- _Tasks_:
1. Summarize the opening-night article in one sentence.
2. Reproduce the opening-night article between "By Harry Haun" and "crack of nine.", inclusive.
3. In the opening-night article, where did the cast go to party after the premiere?

- _Excerpt_:
┏━━
PLAYBILL ON OPENING NIGHT: 13 — Puppy-Love in the Afternoon

By Harry Haun
06 Oct 2008

Graham Phillips, Elizabeth Gillies, Allie Trimm, Eric Nelsen & Brynn Williams, Joey La Varco, Malik Hammond, Al Calderon, Caitlin Gann & Delaney Moro, Eamon Foley, Aaron Simon Gross & Ariana Grande,13 band, Jason Robert Brown & Christopher Gattelli
Graham Phillips, Elizabeth Gillies, Allie Trimm, Eric Nelsen & Brynn Williams, Joey La Varco, Malik Hammond, Al Calderon, Caitlin Gann & Delaney Moro, Eamon Foley, Aaron Simon Gross & Ariana Grande,13 band, Jason Robert Brown & Christopher Gattelli
photo by Aubrey Reuben

Oct. 5 being a school night, the cast of 13 — a cast of 13, all in and around that particular age — premiered their musical at the Jacobs Theatre at four in the afternoon, then went into party-hardy overdrive at Opera (nee China Club) — till the crack of nine.
┗━━
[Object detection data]
┏━━
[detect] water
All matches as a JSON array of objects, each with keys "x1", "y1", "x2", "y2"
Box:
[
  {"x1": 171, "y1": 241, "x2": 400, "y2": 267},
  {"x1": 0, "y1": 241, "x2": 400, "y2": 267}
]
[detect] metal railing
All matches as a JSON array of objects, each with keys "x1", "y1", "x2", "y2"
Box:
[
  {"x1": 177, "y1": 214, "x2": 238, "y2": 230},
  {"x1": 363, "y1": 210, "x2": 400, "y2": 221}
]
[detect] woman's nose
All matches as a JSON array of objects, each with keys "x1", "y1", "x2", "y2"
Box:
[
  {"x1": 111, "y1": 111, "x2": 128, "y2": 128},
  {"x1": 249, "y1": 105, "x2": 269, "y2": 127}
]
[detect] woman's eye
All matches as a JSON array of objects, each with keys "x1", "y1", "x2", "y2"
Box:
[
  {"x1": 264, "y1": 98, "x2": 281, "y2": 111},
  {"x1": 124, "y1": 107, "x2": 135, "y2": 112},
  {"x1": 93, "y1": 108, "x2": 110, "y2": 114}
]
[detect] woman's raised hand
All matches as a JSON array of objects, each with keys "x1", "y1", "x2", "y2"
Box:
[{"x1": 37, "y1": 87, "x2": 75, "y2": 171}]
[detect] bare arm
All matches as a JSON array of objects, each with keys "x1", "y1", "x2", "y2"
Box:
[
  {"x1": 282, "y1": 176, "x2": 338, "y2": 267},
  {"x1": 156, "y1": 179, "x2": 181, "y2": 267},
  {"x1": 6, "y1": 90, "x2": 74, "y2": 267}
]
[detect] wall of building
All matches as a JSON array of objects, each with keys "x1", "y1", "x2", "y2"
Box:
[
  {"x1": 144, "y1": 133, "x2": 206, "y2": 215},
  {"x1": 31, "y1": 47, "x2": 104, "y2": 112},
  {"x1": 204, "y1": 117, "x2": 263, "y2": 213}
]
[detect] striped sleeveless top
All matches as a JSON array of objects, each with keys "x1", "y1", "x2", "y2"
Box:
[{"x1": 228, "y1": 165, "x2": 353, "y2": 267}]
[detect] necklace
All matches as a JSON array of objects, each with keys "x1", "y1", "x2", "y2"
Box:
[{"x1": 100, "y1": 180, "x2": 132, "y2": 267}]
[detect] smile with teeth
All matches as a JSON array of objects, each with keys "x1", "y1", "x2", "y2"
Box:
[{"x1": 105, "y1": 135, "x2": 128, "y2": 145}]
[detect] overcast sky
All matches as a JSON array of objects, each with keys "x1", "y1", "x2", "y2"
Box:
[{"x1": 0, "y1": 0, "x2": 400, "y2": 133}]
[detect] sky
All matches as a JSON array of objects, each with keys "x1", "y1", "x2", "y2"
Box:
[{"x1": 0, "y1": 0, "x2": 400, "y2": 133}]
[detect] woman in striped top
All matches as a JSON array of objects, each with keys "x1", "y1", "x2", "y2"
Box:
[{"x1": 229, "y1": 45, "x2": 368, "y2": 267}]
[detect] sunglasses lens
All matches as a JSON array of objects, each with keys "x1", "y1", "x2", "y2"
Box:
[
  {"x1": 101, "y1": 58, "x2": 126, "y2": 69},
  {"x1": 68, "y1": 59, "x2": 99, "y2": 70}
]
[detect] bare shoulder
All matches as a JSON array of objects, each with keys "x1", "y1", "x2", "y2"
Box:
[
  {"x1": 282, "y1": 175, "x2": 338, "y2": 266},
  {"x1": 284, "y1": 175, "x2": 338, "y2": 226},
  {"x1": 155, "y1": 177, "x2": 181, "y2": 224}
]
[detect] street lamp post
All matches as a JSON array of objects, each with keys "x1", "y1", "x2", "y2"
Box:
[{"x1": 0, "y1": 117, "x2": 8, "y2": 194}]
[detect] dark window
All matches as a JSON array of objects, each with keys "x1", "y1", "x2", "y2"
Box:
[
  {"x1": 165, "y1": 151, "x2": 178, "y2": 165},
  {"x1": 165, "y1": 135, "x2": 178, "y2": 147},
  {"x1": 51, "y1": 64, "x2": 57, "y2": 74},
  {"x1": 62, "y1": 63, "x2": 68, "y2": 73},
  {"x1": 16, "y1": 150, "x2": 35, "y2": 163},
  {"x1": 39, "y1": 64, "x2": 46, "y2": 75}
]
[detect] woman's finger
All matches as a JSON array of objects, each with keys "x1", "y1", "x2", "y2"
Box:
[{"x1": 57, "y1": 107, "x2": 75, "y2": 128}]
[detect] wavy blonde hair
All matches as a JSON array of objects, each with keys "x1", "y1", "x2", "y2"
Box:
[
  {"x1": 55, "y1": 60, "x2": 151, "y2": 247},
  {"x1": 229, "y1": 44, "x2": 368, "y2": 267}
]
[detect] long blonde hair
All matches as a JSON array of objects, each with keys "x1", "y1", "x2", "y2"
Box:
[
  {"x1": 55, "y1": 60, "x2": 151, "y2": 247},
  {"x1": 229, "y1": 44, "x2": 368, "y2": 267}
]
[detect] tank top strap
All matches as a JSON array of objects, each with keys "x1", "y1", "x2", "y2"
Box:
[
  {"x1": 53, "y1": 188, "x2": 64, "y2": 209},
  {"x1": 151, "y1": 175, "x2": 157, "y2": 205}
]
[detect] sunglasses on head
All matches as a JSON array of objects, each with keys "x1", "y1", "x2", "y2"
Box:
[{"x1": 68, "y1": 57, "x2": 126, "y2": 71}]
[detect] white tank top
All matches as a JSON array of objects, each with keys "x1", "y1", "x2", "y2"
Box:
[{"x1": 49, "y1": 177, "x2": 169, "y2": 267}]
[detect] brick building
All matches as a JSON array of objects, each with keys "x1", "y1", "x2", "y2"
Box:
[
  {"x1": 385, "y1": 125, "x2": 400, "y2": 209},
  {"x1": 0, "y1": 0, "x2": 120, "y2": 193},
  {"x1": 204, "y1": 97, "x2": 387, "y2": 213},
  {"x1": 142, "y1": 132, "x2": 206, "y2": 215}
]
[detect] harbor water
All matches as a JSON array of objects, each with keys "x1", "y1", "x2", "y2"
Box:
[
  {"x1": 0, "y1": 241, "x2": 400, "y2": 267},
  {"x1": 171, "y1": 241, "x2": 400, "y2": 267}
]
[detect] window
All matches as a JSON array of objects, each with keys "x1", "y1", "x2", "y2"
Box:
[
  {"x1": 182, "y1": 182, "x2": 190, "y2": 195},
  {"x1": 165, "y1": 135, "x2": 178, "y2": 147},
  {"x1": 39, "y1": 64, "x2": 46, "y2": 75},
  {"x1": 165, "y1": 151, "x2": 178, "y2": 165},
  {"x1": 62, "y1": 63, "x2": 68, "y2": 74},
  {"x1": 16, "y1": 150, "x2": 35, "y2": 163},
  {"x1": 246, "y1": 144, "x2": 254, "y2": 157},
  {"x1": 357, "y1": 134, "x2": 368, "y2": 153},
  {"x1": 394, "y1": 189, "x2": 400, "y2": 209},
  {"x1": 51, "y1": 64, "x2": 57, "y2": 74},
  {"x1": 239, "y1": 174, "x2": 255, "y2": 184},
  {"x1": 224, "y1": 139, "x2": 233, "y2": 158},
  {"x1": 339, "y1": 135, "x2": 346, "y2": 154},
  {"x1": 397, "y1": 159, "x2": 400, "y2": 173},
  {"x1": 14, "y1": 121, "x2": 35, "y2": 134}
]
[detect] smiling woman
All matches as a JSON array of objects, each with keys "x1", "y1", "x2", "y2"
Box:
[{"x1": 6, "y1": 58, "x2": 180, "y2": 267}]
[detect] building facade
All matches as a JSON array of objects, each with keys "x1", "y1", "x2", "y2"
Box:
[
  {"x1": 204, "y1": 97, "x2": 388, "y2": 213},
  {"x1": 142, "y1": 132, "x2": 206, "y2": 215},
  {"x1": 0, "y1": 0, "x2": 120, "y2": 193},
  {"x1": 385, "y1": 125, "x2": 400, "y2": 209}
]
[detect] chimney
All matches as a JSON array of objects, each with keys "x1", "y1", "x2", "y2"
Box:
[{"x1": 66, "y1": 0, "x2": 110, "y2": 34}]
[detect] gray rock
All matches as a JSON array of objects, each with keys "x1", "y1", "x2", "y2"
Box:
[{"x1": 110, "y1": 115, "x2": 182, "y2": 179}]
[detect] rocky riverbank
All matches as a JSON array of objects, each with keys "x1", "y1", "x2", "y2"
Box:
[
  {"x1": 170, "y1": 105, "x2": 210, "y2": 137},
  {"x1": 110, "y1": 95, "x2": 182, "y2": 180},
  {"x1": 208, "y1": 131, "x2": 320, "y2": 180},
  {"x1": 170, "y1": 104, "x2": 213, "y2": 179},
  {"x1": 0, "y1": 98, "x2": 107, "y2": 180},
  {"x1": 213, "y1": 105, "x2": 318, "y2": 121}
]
┗━━
- _Answers for this exercise_:
1. On Oct. 5, a school night, the cast of 13, made up of 13 performers all around that age, premiered their musical at the Jacobs Theatre at four in the afternoon and then partied at Opera, formerly the China Club, until nine.

2.
By Harry Haun
06 Oct 2008

Graham Phillips, Elizabeth Gillies, Allie Trimm, Eric Nelsen & Brynn Williams, Joey La Varco, Malik Hammond, Al Calderon, Caitlin Gann & Delaney Moro, Eamon Foley, Aaron Simon Gross & Ariana Grande,13 band, Jason Robert Brown & Christopher Gattelli
Graham Phillips, Elizabeth Gillies, Allie Trimm, Eric Nelsen & Brynn Williams, Joey La Varco, Malik Hammond, Al Calderon, Caitlin Gann & Delaney Moro, Eamon Foley, Aaron Simon Gross & Ariana Grande,13 band, Jason Robert Brown & Christopher Gattelli
photo by Aubrey Reuben

Oct. 5 being a school night, the cast of 13 — a cast of 13, all in and around that particular age — premiered their musical at the Jacobs Theatre at four in the afternoon, then went into party-hardy overdrive at Opera (nee China Club) — till the crack of nine.

3. They went to Opera, formerly the China Club.